**BUT DE L'EXERCICE:**
Répondez à ces questions d'après le texte sur les disparus de Mourmelon.
1. Quel jour Patrick Dubois a-t-il disparu ?
2. À quelle peine Pierre Chanal est-il condamné en 1990 ?
3. Quelle juridiction reconnaît en 2005 la responsabilité de l'État pour faute lourde ?

**EXTRAIT À LIRE:**
________

Entre 1980 et 1987, la région de Mourmelon, dans la Marne, est le théâtre de mystérieuses disparitions de jeunes hommes, principalement des appelés du contingent. Le premier à s’évanouir sans laisser de traces est Patrick Dubois, 19 ans, le 4 janvier 1980. Suivent Serge Havet le 20 février 1981, Manuel Carvalho le 7 août 1981, et Pascal Sergent le 20 août 1981. Le 30 septembre 1982, Olivier Donner disparaît à son tour; son corps sera retrouvé un mois plus tard près de Mailly-le-Camp. En 1985, Patrice Denis, un civil, se volatilise alors qu’il se rend au camp de Mourmelon. Patrick Gache, appelé du 4ᵉ régiment de dragons, disparaît le 30 avril 1987. Enfin, en août 1987, le corps de Trevor O’Keefe, un touriste irlandais, est découvert près d’Alaincourt dans l’Aisne.
Ces disparitions, souvent classées hâtivement comme des désertions par l’armée, suscitent l’inquiétude des familles et l’intérêt des médias. L’absence de corps et de preuves concrètes entrave l’avancée des enquêtes. Le 9 août 1988, un tournant majeur survient: des gendarmes de Saône-et-Loire contrôlent un camping-car stationné dans un chemin isolé. À l’intérieur, ils découvrent Pierre Chanal, adjudant-chef et ancien instructeur au camp de Mourmelon, en compagnie d’un jeune auto-stoppeur hongrois de 20 ans, Balázs Falvay, ligoté et visiblement traumatisé. Falvay accuse Chanal de l’avoir enlevé, séquestré et violé.
L’enquête révèle que Chanal, militaire exemplaire en apparence, mène une double vie troublante. Des objets compromettants sont découverts dans son véhicule et sa chambre, notamment des films pornographiques et des enregistrements vidéo de ses propres actes. En 1990, il est condamné à dix ans de réclusion criminelle pour le viol et la séquestration de Falvay. Cependant, les preuves directes le reliant aux disparus de Mourmelon font défaut, malgré les soupçons pesant sur lui.
Libéré en 1995, Chanal reste sous surveillance. Les avancées en matière d’analyses ADN permettent de relancer l’enquête. En 2001, des expertises génétiques établissent des correspondances entre des échantillons prélevés dans son camping-car et les profils de certaines victimes, notamment Patrice Denis, Patrick Gache et Trevor O’Keefe. Ces découvertes conduisent à son renvoi devant la cour d’assises de la Marne pour ces trois affaires.
Le procès s’ouvre en octobre 2003, mais Chanal, qui a entamé une grève de la faim, est hospitalisé. Le 15 octobre 2003, il se suicide en se tranchant l’artère fémorale avec une lame de rasoir, mettant fin à l’action judiciaire et laissant les familles des victimes sans réponses définitives. En 2005, le tribunal de grande instance de Paris reconnaît la responsabilité de l’État pour faute lourde dans la gestion de cette affaire, pointant du doigt les défaillances des enquêteurs et des magistrats qui ont conduit à l’impasse judiciaire.

________

Entrées de données enregistrées:
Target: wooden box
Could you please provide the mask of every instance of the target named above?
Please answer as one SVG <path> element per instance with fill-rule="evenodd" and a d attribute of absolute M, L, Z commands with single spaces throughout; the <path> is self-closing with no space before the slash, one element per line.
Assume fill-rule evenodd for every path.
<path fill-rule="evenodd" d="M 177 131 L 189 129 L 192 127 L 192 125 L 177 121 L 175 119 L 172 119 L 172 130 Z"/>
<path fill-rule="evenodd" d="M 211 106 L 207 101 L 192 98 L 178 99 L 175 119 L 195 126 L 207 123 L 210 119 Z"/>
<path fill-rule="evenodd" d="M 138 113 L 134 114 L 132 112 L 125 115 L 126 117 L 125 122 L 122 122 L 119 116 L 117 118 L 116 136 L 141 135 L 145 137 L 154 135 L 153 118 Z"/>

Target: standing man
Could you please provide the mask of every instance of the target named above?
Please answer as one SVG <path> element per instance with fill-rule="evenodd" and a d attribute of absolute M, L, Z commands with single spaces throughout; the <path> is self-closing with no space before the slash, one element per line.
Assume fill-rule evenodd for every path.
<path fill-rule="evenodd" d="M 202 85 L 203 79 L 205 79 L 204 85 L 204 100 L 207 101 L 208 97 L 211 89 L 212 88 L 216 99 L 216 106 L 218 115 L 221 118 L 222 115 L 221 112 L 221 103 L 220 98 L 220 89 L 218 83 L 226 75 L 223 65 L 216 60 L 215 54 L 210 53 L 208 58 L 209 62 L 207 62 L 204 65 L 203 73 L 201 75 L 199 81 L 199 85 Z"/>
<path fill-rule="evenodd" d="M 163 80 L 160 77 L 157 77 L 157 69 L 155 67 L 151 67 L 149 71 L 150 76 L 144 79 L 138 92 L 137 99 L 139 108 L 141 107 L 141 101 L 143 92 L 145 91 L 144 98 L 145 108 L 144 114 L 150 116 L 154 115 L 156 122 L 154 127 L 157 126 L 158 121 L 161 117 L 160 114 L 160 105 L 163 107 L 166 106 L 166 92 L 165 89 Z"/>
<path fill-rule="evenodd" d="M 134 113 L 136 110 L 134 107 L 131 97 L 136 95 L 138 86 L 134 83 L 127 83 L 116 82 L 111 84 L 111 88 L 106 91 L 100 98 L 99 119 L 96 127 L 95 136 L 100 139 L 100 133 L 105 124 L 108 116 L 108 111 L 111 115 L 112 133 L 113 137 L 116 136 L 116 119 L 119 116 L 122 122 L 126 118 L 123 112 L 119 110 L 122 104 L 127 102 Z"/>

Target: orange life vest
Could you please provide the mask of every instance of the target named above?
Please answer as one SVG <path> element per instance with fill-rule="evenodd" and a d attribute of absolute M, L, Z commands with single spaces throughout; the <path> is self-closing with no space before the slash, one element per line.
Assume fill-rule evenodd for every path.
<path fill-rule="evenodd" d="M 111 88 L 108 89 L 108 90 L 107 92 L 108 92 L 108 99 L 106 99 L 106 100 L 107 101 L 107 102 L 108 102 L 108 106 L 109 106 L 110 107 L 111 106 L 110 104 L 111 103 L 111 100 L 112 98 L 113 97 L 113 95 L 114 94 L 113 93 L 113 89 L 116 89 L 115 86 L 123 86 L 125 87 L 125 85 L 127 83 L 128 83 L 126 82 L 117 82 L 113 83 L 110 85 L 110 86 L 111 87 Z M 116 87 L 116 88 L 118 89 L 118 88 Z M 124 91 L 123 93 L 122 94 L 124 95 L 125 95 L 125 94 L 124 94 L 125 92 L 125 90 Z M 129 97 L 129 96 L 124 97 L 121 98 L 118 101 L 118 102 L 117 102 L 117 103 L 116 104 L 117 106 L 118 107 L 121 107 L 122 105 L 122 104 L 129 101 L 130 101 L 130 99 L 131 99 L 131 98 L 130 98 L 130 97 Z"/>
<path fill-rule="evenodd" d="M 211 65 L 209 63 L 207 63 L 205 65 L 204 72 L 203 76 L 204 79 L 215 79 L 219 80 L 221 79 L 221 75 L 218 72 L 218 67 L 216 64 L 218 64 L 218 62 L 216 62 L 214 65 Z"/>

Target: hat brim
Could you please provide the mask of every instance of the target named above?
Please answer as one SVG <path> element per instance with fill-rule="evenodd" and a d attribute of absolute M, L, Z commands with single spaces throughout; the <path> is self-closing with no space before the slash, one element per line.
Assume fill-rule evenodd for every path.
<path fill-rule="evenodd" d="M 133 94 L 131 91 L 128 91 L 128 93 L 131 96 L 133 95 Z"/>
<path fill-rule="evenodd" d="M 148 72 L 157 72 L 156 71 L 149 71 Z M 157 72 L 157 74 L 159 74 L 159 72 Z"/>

________

**RÉPONSE ATTENDUE:**
1. Le 4 janvier 1980.
2. Dix ans de réclusion criminelle.
3. Le tribunal de grande instance de Paris.